[Study questions]:
1. In the blog post about Greg Seigworth's essays on Deleuze and affect, which collection published "From Affection to Soul"?
2. Pick up the blog post about Greg Seigworth's essays on Deleuze and affect from its final sentence and carry it on.

───── Selected extract

Greg Seigworth is a reader of this blog, and in response to my recent entry on Lyotard and Deleuze he generously sent me a couple of his own essays on things Deleuzian and affective, one of which discusses precisely the same passage from Lyotard that I cited the other day.
I recommend both pieces: “From Affection to Soul,” published last year in Charles Stivale’s collection Gilles Deleuze: Key Concepts; and “Fashioning a Stave, or, Singing Life,” from Jennifer Daryl Slack’s Animations (of Deleuze and Guattari).
Seigworth locates a concern with affect at the centre of Deleuze’s work: “It is an implicit (and sometimes explicit) movement through the vicissitudes of affect that continually guides Deleuze’s thought” (“From Affection to Soul” 166). He continues by usefully distinguishing between three facets of affect as Deleuze takes them from Spinoza: affectio, that is, “an affection of a body by or upon another” or “affect turned ‘effect'”; affectus, “affect as a line of continuous variation in the passage of intensities or forces of existence” or “affect as ‘becoming'”; and affect “as entirely active or as absolute survey,” i.e. “pure immanence at its most concrete abstraction from all becomings and states of things” (166-167).
These three aspects also outline a methodology, a mode of both investigation and praxis: from a materialist conception of social interaction in terms of the power and effect of bodies in resonance or collision, to the discovery of lines of flight and processes of becoming, to the plane of immanence and “the attempt to grasp power positively not only as an effect or in its effects” (168). The development implicit here is a “series of beyondings”:
an increasing expansion or widening out: from the affective capacity of bodies (corporeal or incorporeal) to interval (as place of passage between intensive states or continuous variation) and, finally, to plane of immanence: as “the absolute ground of philosophy.” (168; the quoted phrase is from What is Philosophy? 41)

──────────
───── Stored data

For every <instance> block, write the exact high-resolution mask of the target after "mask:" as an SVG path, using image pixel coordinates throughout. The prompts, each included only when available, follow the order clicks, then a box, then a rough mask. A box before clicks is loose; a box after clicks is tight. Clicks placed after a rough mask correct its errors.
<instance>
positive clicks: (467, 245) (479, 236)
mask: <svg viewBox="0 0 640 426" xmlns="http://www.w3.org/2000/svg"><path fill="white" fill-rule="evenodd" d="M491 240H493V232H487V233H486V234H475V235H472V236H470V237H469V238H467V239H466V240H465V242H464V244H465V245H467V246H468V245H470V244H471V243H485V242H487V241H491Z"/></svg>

──────────

[Responses per task]:
1. Charles Stivale's collection Gilles Deleuze: Key Concepts.

2.
But Seigworth’s “Fashioning a Stave” complicates what would otherwise be some kind of teleology, by showing how at any point along this line affect can either be interrupted, by signification, or fold back in upon itself, to become habit.
Classical, oedipalizing, psychoanalysis presents a paradigmatic example of affect’s arrest, its limitation by representation. “Here,” Seigworth observes of Freud’s famous account of a child’s game of “fort/da,” “the motility of affect, with regard to the materiality of unconscious processes, is brought to a standstill” (n.p.). Freud conjures up the signifier “fort” from the child’s refrain “o-o-o-o,” interested less in the resonances of vocalization than in the establishment of a symbolic order. And where Freud maintains some ambivalence about this manoeuvre, Seigworth shows how Lacan takes it a step further, banishing affect altogether as a “term one must completely expunge from our papers.”
But its interruption by signification is not the only fate that can befall affect. It can also become the basis of a habituation. This is the reverse of the development described above: rather than taking us from affectio to affectus, here “affect (affectus) turns to affections (affectio) while affections, as the anticipation of interbody foldings, produce habits.” Seigworth emphasizes the way in which habit feeds back into becoming, the way in which “habits come to serve as the ground, the scrap of familiar territory, that then provides a motor [. . .] for all future becomings.” But one might equally point out that habits can stand in for becoming, can forestall becoming as surely as does representation (but now immanently, without ever rising to the level of signification or ideology).
This is the point at which I turn to Bourdieu, for his understanding of habitus as a mechanism that ensures social reproduction at a level well beneath the ideological. Which is not say, as I’ve mentioned before, that one couldn’t or shouldn’t imagine other habits, habits befitting new forms of liberating, multitudinous, subjectivity.
On the other hand, as I’ve just tried to point out in a rather different context, there’s no necessary value to be attached to affective intensity.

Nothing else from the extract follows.